(Point localization data)
···

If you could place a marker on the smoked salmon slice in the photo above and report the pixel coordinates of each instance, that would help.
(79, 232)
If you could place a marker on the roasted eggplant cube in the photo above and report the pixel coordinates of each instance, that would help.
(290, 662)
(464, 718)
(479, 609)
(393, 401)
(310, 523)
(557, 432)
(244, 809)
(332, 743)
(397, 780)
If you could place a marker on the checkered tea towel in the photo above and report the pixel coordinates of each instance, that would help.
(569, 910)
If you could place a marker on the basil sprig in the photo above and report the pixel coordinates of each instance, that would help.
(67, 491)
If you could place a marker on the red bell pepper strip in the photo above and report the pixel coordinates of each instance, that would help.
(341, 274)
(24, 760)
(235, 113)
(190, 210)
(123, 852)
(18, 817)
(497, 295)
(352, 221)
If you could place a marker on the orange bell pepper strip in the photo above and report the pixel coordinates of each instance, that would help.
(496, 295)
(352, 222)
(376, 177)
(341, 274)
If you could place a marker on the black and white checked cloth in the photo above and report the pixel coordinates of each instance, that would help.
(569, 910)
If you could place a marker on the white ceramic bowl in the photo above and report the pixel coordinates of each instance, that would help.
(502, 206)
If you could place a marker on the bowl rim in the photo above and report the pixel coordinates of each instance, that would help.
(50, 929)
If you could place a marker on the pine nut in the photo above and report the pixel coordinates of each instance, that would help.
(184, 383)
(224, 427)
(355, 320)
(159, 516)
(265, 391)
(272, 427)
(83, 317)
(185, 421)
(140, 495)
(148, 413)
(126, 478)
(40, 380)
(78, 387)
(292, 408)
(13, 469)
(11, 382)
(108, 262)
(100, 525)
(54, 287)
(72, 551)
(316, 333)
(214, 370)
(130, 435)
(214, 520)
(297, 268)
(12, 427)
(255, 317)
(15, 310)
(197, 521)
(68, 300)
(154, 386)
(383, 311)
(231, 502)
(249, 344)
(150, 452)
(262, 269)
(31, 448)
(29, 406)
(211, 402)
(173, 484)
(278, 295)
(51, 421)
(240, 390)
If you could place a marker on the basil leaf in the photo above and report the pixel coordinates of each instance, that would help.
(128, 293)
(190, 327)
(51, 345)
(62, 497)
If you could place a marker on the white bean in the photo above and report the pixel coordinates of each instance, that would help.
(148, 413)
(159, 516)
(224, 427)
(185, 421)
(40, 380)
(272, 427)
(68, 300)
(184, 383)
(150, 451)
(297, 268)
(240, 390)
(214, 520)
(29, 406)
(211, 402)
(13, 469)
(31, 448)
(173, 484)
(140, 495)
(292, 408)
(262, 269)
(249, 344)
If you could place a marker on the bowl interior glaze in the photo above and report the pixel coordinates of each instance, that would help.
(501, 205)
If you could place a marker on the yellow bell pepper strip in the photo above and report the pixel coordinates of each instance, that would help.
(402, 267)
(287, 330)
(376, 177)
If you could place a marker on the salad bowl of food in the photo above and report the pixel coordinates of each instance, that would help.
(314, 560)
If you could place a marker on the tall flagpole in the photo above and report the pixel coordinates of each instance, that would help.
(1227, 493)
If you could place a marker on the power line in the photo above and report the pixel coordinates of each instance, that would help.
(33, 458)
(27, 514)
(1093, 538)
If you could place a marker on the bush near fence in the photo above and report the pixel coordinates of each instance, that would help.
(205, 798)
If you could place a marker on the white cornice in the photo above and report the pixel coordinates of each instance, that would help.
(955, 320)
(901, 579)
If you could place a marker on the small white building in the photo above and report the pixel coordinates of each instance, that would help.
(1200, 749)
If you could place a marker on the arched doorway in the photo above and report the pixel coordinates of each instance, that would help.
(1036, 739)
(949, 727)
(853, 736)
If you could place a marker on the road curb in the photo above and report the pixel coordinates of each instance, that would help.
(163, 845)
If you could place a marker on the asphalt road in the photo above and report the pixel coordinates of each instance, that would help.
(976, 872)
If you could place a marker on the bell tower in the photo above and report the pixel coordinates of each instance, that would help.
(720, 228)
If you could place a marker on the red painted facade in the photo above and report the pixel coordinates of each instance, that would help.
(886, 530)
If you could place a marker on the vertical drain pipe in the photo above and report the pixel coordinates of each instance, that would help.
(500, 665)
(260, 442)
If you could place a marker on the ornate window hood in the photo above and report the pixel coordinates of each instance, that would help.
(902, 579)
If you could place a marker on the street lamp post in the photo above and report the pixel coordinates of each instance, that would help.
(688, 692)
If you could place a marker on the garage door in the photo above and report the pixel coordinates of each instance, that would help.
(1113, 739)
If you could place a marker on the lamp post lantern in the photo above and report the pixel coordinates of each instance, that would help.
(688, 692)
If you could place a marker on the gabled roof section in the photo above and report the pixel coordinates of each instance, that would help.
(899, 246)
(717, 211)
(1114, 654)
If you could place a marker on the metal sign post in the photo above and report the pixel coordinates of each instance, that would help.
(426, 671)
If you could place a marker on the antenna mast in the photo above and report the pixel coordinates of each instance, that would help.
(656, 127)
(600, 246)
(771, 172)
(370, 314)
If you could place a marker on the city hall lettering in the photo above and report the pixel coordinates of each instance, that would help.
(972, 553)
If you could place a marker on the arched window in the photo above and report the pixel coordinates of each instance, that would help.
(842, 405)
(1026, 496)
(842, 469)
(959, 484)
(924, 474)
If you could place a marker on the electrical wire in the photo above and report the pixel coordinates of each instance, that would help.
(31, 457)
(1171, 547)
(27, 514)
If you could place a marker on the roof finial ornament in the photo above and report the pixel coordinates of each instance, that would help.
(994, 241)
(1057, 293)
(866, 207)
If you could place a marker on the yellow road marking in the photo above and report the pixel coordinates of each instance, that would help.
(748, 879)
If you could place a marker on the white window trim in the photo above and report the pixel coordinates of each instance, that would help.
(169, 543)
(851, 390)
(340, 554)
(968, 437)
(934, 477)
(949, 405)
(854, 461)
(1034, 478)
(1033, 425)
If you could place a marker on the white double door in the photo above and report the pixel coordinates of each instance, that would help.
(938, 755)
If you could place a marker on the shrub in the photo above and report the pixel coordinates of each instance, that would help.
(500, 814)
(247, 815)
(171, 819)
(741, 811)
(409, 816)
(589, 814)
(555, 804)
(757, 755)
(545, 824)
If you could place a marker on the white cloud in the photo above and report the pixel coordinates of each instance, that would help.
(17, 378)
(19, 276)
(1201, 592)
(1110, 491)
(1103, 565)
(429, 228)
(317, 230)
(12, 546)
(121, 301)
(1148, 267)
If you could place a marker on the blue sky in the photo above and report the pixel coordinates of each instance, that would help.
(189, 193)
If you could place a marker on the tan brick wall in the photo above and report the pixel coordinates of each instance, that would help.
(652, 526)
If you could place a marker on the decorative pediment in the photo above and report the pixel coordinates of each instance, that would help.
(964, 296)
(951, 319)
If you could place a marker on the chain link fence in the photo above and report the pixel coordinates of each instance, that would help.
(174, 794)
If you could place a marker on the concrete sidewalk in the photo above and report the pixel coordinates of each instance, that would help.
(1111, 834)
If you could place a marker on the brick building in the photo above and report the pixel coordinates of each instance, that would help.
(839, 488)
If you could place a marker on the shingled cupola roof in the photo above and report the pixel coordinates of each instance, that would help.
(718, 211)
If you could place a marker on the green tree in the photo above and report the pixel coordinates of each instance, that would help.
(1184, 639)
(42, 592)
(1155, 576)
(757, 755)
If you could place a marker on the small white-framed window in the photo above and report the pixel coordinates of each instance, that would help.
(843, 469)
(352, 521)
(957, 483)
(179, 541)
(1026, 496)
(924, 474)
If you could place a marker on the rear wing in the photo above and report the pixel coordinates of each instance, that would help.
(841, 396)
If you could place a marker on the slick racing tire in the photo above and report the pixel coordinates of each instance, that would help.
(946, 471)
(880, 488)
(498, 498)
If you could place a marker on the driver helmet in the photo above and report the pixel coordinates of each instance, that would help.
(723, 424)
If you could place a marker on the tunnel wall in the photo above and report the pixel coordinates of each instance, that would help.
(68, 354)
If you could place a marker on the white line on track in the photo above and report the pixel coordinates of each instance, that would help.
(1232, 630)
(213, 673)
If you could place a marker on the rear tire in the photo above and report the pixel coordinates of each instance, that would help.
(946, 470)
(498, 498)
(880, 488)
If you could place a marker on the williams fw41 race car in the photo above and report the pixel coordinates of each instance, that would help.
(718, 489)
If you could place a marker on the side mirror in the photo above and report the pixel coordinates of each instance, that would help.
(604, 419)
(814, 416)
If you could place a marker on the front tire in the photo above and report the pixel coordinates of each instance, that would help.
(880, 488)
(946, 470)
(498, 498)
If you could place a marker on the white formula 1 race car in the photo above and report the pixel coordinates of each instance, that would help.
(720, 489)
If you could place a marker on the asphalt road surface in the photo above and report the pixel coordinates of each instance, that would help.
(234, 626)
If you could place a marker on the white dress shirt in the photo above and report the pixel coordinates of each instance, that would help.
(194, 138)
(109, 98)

···

EXERCISE REQUIREMENTS: The required result is an exact repeat of the records above from the line containing "If you could place a marker on the front" to their final line.

SOLUTION:
If you could place a marker on the front tire in the photo above and report the pixel coordinates of each instance, that would help.
(880, 488)
(946, 470)
(498, 498)
If you could place a marker on the white formula 1 race car in the photo above and report the pixel coordinates of each instance, that would help.
(720, 489)
If you could place a marker on the asphalt road surface in the photo above and report the pixel coordinates of each instance, that would help.
(234, 626)
If you could place a marker on the white dress shirt in the photo above and report the pixel coordinates of each instance, that would help.
(194, 138)
(109, 98)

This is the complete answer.